╭─ Information shown

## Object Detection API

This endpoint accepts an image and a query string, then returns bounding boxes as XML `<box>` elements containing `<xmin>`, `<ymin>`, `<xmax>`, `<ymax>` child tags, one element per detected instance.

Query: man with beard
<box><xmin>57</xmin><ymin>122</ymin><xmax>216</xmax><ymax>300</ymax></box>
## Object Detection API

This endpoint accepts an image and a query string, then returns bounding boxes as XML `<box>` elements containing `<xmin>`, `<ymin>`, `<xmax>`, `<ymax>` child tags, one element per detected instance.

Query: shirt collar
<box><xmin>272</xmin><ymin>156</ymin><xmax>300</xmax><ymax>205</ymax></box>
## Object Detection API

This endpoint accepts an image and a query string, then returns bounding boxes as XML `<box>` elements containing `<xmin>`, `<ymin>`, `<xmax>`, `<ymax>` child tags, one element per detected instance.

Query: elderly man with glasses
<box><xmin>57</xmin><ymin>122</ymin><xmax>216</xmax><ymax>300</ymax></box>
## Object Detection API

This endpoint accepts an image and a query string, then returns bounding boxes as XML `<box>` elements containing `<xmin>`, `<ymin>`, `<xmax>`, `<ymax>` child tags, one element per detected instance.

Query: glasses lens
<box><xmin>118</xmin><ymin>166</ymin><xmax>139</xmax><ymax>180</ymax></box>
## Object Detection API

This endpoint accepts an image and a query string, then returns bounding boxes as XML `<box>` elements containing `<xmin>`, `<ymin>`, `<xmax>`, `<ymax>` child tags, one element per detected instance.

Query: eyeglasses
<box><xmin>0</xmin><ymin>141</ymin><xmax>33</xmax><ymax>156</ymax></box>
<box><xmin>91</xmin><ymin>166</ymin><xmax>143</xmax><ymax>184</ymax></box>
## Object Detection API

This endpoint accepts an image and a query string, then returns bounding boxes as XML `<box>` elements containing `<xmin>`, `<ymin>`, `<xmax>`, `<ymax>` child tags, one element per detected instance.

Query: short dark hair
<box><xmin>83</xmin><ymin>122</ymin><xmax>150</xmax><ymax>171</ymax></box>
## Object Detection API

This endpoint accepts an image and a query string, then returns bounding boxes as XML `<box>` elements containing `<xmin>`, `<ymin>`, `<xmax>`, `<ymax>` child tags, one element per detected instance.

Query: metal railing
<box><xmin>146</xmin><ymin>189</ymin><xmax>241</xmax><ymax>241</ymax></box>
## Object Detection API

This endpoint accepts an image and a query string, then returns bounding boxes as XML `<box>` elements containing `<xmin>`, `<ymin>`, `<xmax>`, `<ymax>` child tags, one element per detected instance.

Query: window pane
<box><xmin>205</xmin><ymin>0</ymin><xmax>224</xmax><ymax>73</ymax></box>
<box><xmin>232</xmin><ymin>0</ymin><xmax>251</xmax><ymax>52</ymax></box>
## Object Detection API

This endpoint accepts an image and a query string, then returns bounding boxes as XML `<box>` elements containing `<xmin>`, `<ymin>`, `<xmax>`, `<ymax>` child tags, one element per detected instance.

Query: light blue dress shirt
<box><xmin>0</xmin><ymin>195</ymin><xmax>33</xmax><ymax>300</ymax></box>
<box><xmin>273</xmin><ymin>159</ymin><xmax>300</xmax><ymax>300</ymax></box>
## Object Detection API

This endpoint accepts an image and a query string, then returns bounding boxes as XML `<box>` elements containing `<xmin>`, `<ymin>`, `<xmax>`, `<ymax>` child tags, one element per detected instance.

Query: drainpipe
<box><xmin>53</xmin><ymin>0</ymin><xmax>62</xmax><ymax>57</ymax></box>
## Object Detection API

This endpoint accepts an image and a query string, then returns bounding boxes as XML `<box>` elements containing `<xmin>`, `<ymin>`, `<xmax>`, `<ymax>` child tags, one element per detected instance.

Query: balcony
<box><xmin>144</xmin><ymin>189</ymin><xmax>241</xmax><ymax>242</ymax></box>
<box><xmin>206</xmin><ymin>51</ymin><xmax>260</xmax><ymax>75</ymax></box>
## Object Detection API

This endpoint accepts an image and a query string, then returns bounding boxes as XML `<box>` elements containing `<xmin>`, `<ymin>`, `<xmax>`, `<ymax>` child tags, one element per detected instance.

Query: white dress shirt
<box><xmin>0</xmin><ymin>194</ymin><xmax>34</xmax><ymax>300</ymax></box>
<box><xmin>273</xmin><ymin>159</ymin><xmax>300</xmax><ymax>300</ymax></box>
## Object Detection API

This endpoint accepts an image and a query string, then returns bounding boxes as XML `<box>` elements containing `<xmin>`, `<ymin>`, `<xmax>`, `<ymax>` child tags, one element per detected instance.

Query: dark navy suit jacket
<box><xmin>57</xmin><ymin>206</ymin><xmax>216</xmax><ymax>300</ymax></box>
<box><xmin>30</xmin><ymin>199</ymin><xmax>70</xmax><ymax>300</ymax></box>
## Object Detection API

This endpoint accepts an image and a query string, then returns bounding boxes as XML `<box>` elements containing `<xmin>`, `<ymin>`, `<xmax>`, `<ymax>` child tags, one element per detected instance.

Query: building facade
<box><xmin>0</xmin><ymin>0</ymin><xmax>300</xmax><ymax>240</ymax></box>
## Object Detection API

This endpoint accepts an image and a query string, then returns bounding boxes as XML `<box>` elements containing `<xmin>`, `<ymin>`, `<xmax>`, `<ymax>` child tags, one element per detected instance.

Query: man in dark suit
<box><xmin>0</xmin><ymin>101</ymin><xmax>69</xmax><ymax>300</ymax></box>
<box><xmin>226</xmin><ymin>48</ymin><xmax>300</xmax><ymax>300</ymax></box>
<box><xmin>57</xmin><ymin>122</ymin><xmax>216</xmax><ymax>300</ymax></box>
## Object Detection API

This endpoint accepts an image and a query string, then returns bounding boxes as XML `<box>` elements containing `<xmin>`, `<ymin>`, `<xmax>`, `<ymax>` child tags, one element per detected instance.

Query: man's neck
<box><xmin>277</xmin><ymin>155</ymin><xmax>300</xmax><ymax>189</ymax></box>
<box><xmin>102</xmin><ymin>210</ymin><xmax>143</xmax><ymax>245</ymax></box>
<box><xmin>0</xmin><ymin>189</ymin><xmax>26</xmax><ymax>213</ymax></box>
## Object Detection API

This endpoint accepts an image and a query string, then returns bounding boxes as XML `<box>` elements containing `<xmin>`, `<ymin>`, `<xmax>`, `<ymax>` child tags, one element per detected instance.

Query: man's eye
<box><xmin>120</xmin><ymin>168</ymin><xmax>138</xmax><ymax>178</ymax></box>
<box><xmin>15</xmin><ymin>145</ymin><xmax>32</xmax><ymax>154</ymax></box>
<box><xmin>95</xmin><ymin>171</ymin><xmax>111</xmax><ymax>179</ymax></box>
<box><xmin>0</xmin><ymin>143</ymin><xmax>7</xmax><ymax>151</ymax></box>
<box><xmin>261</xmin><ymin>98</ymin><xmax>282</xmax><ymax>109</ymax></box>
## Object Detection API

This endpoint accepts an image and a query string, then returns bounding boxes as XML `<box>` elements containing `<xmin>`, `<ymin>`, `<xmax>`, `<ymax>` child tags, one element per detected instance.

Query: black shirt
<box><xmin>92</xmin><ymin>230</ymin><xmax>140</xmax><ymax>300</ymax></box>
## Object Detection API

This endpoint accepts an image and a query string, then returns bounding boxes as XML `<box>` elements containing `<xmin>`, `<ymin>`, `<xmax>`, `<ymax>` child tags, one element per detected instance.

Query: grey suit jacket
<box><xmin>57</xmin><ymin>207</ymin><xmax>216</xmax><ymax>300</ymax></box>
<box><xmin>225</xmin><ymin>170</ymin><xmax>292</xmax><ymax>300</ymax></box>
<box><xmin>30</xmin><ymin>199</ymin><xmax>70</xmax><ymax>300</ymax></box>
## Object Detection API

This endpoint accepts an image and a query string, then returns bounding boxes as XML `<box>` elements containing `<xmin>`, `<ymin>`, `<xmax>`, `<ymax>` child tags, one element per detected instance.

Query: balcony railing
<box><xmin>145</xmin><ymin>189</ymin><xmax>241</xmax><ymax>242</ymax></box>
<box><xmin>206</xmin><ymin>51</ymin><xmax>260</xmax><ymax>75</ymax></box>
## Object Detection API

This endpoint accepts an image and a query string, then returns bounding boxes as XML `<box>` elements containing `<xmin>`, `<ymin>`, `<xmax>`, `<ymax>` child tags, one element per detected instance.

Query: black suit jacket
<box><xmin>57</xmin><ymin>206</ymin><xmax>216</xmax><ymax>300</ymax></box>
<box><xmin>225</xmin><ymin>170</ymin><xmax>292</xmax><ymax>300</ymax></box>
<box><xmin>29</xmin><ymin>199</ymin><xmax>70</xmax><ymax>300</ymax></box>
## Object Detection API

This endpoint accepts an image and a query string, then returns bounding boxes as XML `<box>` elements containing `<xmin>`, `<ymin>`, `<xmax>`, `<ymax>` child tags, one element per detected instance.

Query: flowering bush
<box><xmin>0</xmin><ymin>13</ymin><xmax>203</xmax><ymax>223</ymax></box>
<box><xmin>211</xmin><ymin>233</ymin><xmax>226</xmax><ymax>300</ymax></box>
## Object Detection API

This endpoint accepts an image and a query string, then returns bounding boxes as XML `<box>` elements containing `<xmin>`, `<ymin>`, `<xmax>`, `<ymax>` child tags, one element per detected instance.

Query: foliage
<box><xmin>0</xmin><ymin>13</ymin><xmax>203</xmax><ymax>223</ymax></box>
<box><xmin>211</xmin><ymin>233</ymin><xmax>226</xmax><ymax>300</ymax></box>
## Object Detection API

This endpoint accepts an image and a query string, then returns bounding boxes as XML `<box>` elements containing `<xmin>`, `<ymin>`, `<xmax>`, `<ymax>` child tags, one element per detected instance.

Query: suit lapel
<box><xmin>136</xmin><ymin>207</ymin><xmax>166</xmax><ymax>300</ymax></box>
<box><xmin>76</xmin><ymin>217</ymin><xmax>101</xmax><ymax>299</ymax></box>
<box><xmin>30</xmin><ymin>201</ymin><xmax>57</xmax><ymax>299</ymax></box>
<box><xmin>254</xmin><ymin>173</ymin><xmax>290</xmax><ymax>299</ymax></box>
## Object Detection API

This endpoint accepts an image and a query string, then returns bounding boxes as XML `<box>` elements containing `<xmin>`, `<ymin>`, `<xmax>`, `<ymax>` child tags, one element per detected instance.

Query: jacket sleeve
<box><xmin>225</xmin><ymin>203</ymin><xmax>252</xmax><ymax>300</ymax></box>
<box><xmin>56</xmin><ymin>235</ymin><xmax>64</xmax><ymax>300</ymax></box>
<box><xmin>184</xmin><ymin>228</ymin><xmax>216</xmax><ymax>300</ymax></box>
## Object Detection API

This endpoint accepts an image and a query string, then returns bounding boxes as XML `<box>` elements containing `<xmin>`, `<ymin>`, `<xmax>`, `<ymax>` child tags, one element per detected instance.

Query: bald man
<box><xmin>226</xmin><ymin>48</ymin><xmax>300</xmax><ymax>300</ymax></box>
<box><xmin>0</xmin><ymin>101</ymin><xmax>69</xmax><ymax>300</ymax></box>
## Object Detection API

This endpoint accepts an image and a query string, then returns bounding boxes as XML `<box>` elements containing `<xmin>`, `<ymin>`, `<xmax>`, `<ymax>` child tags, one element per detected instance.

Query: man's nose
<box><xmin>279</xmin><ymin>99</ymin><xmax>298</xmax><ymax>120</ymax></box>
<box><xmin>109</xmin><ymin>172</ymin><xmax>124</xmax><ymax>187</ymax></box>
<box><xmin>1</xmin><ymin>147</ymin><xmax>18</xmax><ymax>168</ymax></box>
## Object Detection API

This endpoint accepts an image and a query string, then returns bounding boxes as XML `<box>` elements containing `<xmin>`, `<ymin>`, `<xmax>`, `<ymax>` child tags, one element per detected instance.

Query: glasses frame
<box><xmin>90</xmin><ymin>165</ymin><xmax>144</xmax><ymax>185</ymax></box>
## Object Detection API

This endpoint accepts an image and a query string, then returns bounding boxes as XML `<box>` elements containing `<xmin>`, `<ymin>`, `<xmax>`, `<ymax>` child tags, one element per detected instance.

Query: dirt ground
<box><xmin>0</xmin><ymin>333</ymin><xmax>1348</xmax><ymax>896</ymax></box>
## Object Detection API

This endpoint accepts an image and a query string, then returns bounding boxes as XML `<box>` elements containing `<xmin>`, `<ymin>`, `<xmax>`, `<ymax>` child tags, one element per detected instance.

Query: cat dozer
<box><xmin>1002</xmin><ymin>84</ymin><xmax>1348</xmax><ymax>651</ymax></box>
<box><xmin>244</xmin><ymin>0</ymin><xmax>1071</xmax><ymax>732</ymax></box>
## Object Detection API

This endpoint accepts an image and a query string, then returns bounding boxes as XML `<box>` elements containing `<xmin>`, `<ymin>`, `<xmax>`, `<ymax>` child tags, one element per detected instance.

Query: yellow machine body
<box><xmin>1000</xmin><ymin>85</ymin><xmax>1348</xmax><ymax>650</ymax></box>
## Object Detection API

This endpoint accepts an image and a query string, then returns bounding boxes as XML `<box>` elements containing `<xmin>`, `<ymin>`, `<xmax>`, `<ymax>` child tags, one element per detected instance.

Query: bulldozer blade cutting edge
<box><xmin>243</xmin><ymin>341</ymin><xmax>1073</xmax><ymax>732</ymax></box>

╰─

What to do ▸ Report each line of the entries above that contains the word "dress", copied in full.

Complete answer ▸
Query: light blue dress shirt
Query: white dress shirt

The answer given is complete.